(Task item)
Without skipping anything, print all of the data exactly.

[Start of Attachment]

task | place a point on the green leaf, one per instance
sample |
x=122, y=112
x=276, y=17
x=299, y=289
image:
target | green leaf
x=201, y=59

[End of Attachment]

(Task answer)
task | place a point on the green leaf, one per instance
sample |
x=122, y=112
x=276, y=17
x=299, y=289
image:
target | green leaf
x=201, y=59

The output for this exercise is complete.